Please copy every line from the following entries in which the word "target" appears.

■ Data excerpts ■
##########
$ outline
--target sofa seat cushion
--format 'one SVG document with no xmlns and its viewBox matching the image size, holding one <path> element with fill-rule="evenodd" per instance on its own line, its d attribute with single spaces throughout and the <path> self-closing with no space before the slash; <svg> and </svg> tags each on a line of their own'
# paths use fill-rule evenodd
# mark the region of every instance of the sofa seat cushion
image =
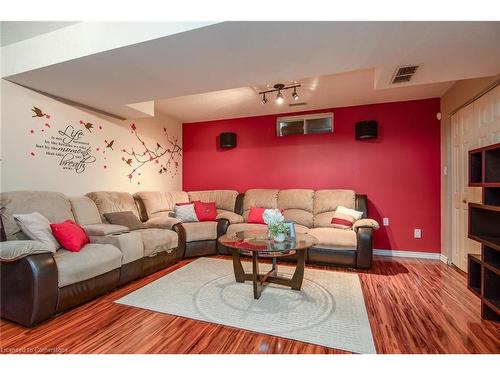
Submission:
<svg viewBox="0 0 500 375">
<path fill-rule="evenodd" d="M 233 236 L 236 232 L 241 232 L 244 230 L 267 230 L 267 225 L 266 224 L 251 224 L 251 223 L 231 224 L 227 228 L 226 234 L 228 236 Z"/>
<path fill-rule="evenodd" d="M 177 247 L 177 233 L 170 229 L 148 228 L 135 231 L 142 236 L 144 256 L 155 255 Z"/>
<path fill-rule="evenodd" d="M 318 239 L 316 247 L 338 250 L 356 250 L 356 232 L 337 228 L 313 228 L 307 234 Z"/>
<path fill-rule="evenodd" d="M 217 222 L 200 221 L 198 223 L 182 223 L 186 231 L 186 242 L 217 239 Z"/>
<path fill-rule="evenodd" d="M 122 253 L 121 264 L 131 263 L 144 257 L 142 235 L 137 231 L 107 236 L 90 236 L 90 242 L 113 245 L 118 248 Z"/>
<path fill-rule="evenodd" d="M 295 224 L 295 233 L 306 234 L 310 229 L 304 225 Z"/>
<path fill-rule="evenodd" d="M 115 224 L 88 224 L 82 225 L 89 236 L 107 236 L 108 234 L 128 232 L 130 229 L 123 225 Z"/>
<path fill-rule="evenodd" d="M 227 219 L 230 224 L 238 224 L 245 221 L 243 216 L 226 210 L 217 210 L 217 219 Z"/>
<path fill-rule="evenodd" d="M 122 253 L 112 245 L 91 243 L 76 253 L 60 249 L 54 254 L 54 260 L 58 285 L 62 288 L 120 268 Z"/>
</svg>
##########
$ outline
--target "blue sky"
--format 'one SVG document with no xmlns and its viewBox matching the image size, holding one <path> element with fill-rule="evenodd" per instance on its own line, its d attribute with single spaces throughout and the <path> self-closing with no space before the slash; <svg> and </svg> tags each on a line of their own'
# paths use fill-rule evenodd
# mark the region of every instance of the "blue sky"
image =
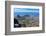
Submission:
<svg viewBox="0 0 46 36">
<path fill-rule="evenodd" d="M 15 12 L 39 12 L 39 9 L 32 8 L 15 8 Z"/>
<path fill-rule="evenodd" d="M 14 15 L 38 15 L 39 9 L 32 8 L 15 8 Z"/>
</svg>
##########
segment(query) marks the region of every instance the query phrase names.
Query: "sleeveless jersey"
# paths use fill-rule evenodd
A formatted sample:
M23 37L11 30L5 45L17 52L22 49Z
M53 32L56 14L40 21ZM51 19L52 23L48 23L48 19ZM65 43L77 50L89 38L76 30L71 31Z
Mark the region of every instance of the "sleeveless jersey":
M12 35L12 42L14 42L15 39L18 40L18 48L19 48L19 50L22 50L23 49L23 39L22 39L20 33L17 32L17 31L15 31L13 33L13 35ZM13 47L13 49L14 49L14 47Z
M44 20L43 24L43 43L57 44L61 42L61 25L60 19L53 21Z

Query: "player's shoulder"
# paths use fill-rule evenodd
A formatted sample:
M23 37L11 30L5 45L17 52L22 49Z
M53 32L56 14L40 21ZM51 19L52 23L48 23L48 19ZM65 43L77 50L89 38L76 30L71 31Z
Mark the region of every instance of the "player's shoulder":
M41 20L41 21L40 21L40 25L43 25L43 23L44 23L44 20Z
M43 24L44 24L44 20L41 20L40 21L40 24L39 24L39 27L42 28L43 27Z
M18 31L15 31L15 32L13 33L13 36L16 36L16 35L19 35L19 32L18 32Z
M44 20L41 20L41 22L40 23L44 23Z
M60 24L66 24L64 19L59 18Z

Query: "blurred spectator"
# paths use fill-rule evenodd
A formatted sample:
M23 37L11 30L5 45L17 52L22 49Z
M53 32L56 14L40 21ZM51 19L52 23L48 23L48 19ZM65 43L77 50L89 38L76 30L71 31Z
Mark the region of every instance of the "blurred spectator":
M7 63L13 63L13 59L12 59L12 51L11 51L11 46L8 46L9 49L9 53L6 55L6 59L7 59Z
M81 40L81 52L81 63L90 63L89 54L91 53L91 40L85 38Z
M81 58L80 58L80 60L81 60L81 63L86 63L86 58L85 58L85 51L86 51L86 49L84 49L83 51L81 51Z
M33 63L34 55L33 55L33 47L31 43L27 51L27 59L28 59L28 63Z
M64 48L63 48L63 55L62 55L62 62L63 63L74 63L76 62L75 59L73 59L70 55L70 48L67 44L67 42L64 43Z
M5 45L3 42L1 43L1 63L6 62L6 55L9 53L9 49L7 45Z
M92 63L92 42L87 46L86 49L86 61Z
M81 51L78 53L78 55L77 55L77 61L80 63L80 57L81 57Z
##########
■ Task output ■
--target sofa seat cushion
--target "blue sky"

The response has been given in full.